(Saved entries)
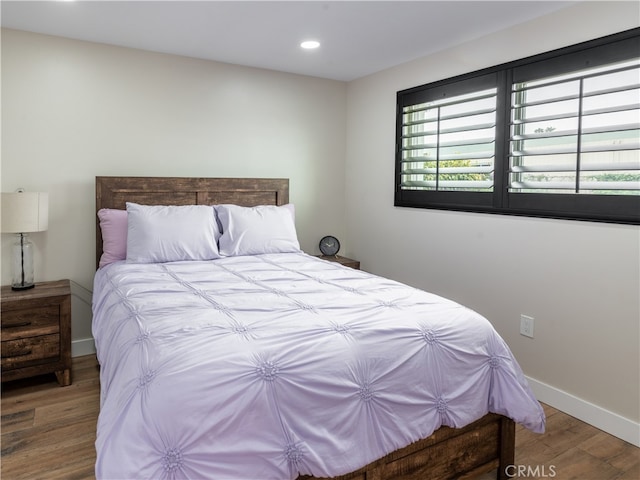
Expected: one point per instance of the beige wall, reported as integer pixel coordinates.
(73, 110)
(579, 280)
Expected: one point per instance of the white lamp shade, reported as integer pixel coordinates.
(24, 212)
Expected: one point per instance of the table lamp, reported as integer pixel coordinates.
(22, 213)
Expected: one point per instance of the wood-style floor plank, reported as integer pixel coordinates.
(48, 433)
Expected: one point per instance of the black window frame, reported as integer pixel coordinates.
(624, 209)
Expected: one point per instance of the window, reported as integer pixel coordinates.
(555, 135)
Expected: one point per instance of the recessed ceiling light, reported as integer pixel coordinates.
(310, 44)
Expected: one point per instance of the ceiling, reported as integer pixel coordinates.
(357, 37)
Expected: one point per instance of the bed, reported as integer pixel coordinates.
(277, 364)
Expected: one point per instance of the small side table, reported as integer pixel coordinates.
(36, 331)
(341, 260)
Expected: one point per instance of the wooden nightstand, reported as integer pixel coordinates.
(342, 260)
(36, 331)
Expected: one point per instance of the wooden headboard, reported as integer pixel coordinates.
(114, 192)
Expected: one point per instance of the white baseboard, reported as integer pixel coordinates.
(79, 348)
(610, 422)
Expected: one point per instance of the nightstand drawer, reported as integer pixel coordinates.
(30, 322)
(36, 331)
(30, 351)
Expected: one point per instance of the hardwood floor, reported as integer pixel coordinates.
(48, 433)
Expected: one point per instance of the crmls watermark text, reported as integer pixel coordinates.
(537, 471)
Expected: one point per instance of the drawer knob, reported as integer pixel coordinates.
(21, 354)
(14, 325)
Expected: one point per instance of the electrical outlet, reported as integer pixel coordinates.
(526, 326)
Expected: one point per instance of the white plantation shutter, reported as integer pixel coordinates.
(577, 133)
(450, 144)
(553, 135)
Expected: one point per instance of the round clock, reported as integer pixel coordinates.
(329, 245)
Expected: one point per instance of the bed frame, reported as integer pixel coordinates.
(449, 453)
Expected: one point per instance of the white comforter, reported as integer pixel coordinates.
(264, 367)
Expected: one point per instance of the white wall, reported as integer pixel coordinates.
...
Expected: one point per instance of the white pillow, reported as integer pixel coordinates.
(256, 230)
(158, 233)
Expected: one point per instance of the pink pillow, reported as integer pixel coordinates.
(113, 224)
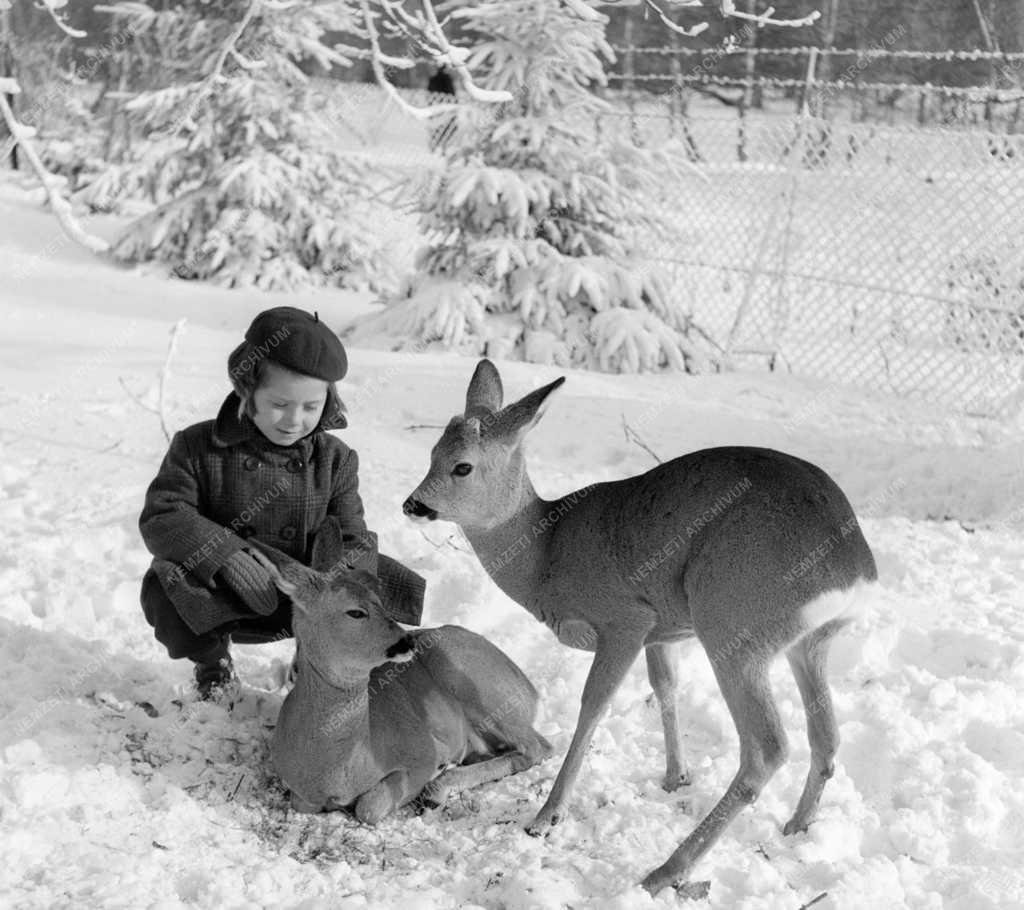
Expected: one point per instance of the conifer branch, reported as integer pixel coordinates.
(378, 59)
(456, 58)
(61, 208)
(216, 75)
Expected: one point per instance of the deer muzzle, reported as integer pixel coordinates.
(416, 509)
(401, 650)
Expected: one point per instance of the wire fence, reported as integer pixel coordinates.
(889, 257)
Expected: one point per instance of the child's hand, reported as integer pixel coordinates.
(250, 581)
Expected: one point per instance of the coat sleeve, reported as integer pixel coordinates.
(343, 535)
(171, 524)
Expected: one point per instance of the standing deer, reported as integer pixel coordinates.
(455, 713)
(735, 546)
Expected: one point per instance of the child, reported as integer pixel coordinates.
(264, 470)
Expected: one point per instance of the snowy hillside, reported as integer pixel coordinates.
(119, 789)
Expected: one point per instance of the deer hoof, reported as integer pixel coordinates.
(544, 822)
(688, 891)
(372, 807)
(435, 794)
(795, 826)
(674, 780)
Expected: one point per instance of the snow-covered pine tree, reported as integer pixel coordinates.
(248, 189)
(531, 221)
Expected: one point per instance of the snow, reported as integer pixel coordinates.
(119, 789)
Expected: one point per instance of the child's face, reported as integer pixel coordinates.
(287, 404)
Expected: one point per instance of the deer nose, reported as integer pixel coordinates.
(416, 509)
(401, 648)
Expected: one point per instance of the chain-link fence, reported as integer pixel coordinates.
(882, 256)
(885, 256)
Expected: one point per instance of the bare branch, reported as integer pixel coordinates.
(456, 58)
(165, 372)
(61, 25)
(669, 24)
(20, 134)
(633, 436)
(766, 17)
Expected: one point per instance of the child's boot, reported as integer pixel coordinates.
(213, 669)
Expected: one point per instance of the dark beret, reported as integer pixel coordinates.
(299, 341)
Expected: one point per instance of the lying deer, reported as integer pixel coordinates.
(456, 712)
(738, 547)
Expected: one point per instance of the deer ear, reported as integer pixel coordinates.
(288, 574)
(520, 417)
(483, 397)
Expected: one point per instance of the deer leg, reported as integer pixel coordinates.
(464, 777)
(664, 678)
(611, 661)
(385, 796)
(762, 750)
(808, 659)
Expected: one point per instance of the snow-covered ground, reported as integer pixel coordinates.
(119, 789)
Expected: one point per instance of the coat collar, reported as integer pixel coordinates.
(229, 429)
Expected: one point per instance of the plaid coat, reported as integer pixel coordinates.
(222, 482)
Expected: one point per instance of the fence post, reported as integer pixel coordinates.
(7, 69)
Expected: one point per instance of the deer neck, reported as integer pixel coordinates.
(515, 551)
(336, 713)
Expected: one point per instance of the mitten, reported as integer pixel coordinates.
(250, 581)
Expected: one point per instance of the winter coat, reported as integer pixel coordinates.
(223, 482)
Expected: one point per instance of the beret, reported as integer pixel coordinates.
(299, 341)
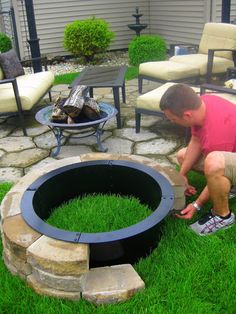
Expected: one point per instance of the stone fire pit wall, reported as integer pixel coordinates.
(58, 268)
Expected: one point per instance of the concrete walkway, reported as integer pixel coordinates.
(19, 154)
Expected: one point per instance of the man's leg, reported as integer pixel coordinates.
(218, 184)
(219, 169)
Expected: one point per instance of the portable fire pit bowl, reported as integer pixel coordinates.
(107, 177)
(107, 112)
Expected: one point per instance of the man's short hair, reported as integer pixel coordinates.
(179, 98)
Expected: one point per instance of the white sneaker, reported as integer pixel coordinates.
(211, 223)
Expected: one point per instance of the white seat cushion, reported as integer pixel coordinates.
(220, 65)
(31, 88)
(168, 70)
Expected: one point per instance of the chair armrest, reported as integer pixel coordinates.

### YOUR GOAL
Only the lines above starting at the one containing "Expected: one point per instance of the stone" and ending at the one containing "Expected: one point per instance of the chair", both included, are to be returned, exactly as they read.

### WRITTEN RESPONSE
Expected: one point per instance of the stone fire pit wall, reported as integer pixel coordinates.
(58, 268)
Expected: one point per instance of the concrete walkway, reported as integer pixel coordinates.
(19, 154)
Expected: one point per instance of the man's leg, reported as integer pixel coordinates.
(218, 184)
(219, 169)
Expected: one point per instance of the portable fire pit bowl, reported as integer pixel coordinates.
(107, 177)
(107, 112)
Expected: one point per instance of the man's short hair, reported as integer pixel coordinates.
(179, 98)
Expected: one point per instance of the white sneaker, reported as integer pixel coordinates.
(211, 223)
Expected: one point per instance of the white seat cushion, reported as integer pixel coordinates.
(220, 65)
(31, 88)
(168, 70)
Expected: one point per instance of the chair armrest, reported as integer pixel coordinates.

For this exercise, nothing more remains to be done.